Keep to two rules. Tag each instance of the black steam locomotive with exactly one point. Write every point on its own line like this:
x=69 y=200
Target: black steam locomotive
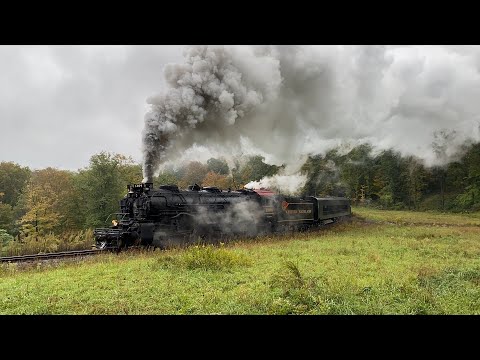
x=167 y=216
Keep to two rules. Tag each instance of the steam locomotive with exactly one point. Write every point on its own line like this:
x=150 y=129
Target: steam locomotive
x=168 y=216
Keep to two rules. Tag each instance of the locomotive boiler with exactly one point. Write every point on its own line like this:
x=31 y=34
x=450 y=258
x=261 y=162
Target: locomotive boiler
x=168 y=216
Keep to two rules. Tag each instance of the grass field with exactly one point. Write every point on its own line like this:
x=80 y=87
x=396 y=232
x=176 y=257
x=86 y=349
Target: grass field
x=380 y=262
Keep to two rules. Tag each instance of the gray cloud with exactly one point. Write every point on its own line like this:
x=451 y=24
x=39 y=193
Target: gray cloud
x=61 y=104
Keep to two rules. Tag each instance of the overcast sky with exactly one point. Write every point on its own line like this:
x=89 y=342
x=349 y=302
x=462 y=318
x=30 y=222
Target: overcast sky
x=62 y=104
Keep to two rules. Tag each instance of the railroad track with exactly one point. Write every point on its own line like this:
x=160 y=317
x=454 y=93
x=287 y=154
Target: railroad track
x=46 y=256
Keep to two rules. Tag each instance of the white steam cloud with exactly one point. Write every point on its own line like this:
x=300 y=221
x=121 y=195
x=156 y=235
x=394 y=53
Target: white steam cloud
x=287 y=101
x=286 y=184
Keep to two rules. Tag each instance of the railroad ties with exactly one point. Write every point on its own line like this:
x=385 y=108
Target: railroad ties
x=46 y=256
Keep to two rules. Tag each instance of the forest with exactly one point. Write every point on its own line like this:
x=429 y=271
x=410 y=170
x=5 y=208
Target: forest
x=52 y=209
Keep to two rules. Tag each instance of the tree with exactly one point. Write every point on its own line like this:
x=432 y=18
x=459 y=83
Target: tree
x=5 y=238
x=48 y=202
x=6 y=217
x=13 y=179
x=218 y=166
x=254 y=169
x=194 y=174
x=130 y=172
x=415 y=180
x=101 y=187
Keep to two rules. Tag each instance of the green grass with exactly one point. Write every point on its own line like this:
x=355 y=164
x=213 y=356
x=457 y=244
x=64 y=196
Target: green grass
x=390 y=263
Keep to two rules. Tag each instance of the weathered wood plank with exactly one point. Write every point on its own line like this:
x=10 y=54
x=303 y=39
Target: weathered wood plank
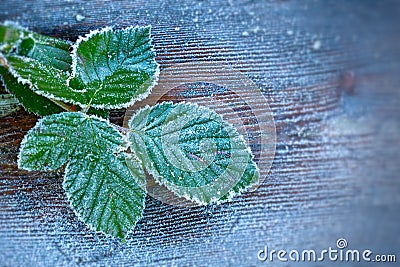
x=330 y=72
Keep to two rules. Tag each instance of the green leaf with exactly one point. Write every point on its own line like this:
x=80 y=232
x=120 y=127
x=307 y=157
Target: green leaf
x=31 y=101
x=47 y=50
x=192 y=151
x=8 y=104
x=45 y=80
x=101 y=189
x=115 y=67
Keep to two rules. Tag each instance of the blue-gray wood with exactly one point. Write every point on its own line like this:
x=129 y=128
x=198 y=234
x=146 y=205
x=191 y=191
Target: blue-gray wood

****

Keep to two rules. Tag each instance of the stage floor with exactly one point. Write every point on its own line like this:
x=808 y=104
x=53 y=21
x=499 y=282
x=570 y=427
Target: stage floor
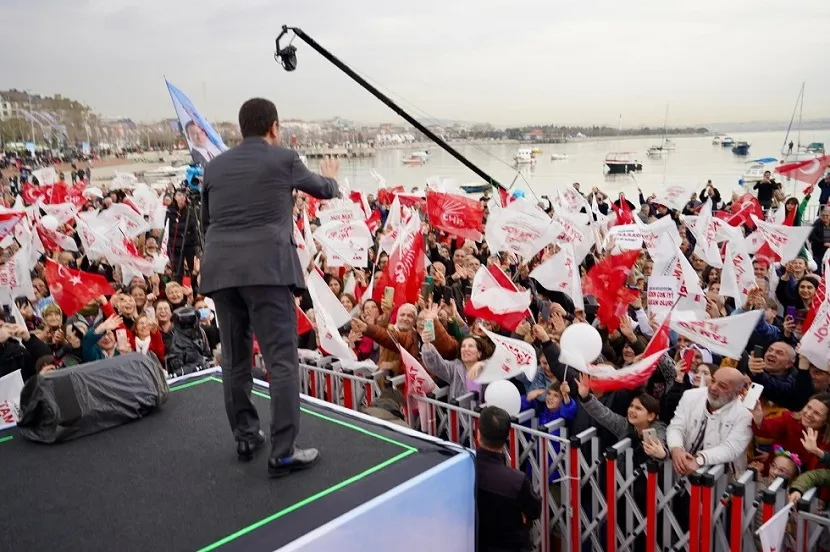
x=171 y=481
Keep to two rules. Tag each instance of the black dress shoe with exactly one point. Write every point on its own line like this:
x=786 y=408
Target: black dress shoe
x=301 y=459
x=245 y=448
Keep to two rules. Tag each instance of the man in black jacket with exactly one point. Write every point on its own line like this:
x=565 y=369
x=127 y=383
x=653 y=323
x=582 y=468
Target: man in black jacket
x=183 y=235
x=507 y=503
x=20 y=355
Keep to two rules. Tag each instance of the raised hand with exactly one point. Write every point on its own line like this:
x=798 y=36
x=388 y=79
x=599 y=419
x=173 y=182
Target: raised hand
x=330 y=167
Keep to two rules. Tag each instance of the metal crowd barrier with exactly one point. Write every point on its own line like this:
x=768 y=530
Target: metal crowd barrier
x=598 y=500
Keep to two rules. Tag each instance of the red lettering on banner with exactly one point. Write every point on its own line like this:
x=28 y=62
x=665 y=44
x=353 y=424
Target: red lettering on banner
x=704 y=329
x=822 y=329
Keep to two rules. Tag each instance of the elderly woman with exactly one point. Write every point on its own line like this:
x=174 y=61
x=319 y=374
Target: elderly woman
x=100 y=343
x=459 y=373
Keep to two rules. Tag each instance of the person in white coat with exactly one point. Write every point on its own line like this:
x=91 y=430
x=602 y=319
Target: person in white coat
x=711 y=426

****

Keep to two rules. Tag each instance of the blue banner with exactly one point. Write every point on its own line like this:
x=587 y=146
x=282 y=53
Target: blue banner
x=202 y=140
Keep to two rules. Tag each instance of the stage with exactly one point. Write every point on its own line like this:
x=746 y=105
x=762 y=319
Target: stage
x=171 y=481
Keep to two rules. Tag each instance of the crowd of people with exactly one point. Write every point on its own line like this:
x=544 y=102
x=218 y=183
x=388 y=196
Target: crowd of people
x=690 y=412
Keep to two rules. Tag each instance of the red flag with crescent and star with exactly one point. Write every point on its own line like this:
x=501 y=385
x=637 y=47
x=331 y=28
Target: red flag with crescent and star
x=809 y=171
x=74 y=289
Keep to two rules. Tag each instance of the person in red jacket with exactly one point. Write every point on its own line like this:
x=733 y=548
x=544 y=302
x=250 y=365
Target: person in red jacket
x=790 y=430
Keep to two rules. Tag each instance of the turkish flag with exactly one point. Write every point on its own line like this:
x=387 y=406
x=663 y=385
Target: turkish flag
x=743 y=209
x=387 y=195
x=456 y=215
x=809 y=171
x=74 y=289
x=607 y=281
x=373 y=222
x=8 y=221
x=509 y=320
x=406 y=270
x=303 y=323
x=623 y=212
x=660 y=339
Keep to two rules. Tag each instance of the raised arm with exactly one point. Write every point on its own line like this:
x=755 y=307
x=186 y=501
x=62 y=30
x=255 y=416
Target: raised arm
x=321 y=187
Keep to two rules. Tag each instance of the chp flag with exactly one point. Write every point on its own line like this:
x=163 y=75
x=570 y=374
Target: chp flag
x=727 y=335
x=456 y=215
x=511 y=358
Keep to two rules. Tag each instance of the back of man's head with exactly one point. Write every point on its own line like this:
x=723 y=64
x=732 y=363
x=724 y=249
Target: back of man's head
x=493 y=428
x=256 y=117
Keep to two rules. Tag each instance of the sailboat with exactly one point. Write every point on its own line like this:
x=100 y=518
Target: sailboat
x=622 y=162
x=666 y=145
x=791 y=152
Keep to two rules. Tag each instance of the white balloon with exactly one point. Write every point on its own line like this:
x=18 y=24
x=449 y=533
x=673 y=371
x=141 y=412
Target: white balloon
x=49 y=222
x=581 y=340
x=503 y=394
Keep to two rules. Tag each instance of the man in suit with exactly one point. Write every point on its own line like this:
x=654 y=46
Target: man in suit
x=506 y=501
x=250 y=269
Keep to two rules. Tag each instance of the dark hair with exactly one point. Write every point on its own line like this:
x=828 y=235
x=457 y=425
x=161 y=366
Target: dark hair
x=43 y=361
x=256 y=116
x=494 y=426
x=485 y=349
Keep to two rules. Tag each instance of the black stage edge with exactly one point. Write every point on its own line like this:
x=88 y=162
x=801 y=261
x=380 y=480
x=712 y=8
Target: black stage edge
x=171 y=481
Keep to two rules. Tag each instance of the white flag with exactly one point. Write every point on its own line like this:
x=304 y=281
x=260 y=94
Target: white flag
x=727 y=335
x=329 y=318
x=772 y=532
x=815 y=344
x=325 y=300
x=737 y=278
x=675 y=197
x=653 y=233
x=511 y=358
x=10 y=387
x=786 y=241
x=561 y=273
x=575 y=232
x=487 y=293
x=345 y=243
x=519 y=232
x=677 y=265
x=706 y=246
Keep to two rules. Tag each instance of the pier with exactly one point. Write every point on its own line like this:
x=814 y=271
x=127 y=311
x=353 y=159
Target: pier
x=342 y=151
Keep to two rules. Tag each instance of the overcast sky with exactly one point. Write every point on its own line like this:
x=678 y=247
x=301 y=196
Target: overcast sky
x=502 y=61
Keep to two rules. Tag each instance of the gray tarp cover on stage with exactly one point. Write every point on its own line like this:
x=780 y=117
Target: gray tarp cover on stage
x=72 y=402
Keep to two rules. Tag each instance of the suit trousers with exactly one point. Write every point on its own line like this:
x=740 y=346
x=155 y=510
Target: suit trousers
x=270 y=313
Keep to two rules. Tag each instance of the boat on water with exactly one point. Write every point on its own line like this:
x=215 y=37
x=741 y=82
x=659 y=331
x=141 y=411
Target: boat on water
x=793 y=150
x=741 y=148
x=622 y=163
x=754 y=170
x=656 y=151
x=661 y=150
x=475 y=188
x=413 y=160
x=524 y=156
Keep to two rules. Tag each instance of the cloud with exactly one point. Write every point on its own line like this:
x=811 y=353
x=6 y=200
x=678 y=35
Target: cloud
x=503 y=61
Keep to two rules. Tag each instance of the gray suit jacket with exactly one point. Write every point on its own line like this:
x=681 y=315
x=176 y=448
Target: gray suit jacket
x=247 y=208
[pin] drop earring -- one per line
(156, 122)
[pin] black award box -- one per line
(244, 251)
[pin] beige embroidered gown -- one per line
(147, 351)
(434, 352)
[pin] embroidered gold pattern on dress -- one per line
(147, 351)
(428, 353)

****

*Assignment:*
Output exactly one stretch of the listing: from the line containing "x=544 y=102" through the line containing "x=732 y=363", both end lines included.

*Answer for this exercise:*
x=544 y=102
x=218 y=183
x=388 y=196
Target: crowd of people
x=690 y=412
Keep to two rules. Tag each instance of the red flag with crescent and star with exactly one point. Write every point on its own line like this:
x=501 y=385
x=637 y=47
x=331 y=28
Target: red flag with crescent and star
x=809 y=171
x=74 y=289
Keep to two rules. Tag each instance of the person in red jacket with exactly one point. Write every point on its own line like this:
x=733 y=548
x=544 y=302
x=250 y=365
Target: person in red jacket
x=790 y=430
Keep to two rules. Tag each instance of the turkish flag with exactly one point. Write every point on its own line like this:
x=387 y=406
x=663 y=385
Target: turkish flag
x=743 y=209
x=387 y=195
x=456 y=215
x=809 y=171
x=74 y=289
x=607 y=281
x=373 y=222
x=8 y=221
x=509 y=320
x=406 y=270
x=303 y=323
x=623 y=212
x=660 y=339
Keep to two rules. Tag each instance of the raised arm with exactly one point. Write every point on its own line like this:
x=755 y=307
x=186 y=501
x=62 y=30
x=255 y=416
Target: raised arm
x=321 y=187
Keep to two rules. Tag each instance of the chp flag with exactly one point. Write every point on its own line like this:
x=163 y=75
x=570 y=374
Target: chp flag
x=727 y=335
x=456 y=215
x=511 y=358
Keep to two rules. Tag each instance of the back of man's head with exactly one point. Write every point on its own line like this:
x=723 y=64
x=732 y=363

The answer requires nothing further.